### Task objective:
No pictures, please. Copy exactly the lines from the one with "Indicate the white sleeve" through the final line below.

### Image point grounding data:

####################

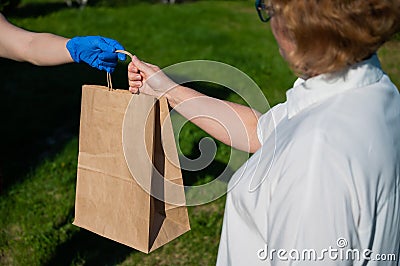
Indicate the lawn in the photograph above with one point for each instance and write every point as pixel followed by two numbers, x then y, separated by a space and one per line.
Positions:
pixel 40 109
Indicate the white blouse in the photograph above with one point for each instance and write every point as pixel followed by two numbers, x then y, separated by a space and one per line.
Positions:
pixel 324 187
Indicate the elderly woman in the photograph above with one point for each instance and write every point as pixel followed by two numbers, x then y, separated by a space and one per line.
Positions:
pixel 332 192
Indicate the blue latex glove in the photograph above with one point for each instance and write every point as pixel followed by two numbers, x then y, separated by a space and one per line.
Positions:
pixel 97 51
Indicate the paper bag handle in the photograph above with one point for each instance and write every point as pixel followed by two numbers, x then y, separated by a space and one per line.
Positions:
pixel 109 82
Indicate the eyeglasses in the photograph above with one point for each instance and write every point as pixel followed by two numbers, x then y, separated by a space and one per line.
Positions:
pixel 264 11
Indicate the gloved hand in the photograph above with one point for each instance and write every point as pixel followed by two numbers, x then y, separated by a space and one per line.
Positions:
pixel 97 51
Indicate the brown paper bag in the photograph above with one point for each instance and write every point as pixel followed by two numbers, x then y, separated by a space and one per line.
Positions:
pixel 109 199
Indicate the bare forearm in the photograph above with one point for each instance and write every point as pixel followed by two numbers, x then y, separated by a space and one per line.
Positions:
pixel 231 123
pixel 37 48
pixel 46 49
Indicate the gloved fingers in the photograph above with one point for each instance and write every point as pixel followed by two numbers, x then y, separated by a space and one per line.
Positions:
pixel 108 57
pixel 117 46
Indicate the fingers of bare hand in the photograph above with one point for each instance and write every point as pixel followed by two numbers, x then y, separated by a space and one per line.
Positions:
pixel 134 90
pixel 134 76
pixel 132 68
pixel 135 84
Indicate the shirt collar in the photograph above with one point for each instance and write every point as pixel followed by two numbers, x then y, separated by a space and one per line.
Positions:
pixel 318 88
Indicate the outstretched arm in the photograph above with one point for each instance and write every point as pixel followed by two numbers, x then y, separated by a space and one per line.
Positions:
pixel 36 48
pixel 45 49
pixel 231 123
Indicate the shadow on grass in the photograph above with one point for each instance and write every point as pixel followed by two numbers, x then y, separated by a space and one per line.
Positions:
pixel 87 248
pixel 40 112
pixel 36 9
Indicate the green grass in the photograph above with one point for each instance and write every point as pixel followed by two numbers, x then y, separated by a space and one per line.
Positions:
pixel 40 119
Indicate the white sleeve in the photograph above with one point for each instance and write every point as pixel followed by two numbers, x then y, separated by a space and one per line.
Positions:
pixel 268 121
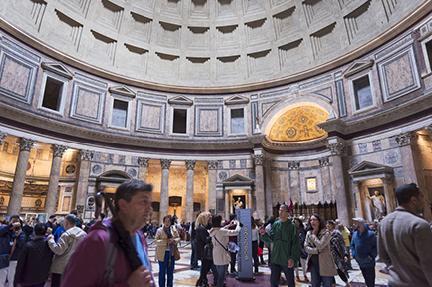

####################

### Exercise solution:
Indicate the white sleeve in the photograph above with one point for each instance and write every point as pixel followed by two numbers, x then y, separated by a space and one per line.
Positions:
pixel 268 121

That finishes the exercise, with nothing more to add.